• Input records
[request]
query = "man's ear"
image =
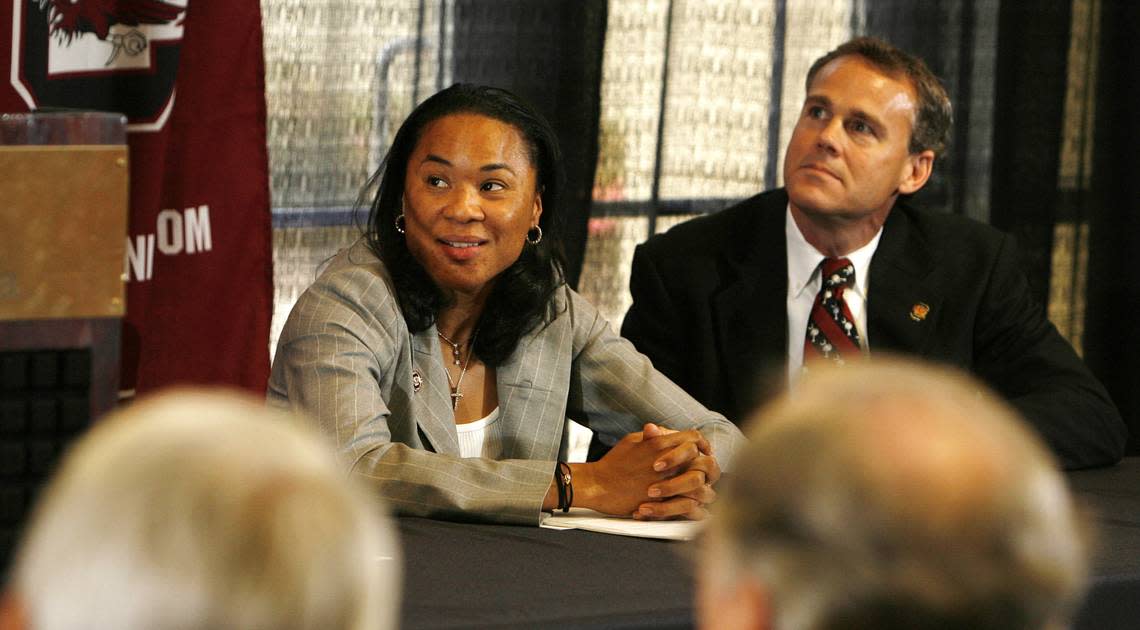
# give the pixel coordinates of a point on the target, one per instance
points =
(537, 212)
(915, 172)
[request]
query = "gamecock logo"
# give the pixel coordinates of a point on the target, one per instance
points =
(105, 55)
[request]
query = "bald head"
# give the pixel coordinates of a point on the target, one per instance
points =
(200, 509)
(895, 493)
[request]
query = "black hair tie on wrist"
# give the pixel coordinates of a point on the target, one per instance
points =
(564, 483)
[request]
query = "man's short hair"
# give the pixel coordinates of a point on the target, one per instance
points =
(205, 510)
(934, 116)
(901, 496)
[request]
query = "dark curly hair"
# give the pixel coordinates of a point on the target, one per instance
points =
(522, 294)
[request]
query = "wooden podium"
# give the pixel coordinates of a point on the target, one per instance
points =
(63, 231)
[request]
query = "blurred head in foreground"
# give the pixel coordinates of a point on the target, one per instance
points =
(203, 510)
(893, 496)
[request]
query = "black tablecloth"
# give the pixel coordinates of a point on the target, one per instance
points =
(1114, 596)
(466, 575)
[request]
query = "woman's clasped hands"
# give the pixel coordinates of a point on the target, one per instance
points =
(652, 474)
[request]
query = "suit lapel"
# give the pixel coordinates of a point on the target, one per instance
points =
(903, 305)
(750, 312)
(437, 422)
(532, 385)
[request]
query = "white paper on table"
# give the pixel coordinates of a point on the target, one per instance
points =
(581, 518)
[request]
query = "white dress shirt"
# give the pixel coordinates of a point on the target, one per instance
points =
(804, 284)
(482, 438)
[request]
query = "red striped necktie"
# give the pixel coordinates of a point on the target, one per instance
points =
(831, 332)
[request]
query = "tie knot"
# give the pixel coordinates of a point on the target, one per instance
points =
(837, 272)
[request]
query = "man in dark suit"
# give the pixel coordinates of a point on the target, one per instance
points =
(722, 299)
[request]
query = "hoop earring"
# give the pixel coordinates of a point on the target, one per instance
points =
(535, 238)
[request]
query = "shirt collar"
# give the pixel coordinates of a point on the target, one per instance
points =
(804, 260)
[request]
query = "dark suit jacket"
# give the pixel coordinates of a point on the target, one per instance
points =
(709, 310)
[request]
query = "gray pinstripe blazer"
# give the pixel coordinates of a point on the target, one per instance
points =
(347, 358)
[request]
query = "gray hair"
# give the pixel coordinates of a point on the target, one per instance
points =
(205, 510)
(895, 495)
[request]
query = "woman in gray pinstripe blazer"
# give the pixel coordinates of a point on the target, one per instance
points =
(444, 352)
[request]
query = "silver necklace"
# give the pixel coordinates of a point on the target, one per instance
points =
(456, 393)
(455, 346)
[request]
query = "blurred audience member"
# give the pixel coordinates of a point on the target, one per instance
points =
(203, 510)
(893, 496)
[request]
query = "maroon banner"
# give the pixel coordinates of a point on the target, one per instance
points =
(189, 75)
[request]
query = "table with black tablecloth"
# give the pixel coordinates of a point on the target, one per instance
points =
(469, 575)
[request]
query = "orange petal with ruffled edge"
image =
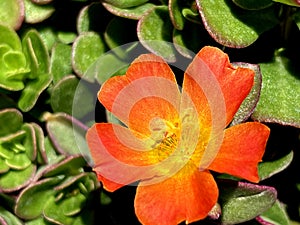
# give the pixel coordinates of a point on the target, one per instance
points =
(187, 196)
(242, 149)
(148, 90)
(235, 83)
(120, 158)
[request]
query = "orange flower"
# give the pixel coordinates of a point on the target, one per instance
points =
(173, 138)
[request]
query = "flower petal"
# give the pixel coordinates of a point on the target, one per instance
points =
(235, 83)
(187, 196)
(148, 82)
(242, 149)
(120, 158)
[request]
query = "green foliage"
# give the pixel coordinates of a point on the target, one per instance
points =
(54, 56)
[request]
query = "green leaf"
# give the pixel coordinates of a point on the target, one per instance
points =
(87, 48)
(8, 218)
(280, 95)
(14, 180)
(155, 31)
(187, 41)
(276, 215)
(268, 169)
(112, 33)
(60, 64)
(175, 14)
(253, 4)
(106, 66)
(35, 13)
(134, 13)
(31, 202)
(10, 37)
(72, 165)
(40, 77)
(92, 17)
(289, 2)
(242, 202)
(18, 162)
(248, 105)
(126, 3)
(13, 117)
(232, 26)
(72, 97)
(68, 135)
(12, 13)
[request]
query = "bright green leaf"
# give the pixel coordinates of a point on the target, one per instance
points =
(276, 215)
(253, 4)
(242, 202)
(35, 13)
(268, 169)
(232, 26)
(14, 180)
(248, 105)
(12, 13)
(280, 95)
(87, 48)
(126, 3)
(155, 32)
(131, 13)
(31, 202)
(60, 64)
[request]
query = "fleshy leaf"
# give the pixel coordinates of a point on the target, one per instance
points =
(89, 17)
(131, 13)
(7, 218)
(110, 65)
(12, 13)
(14, 180)
(38, 194)
(248, 105)
(175, 14)
(86, 49)
(60, 64)
(242, 202)
(126, 3)
(232, 26)
(289, 2)
(276, 215)
(68, 135)
(37, 13)
(71, 96)
(114, 40)
(280, 95)
(155, 32)
(39, 77)
(253, 4)
(12, 117)
(69, 166)
(13, 68)
(188, 41)
(268, 169)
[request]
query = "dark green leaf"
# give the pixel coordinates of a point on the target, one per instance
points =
(242, 202)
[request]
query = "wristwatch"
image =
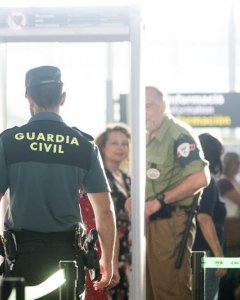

• Exercise aim
Locate every line above that contains the word "woman", and copy each of those lines in full.

• Completed exercise
query = "woman's clasped hands"
query = "woman in gray pinstripe blazer"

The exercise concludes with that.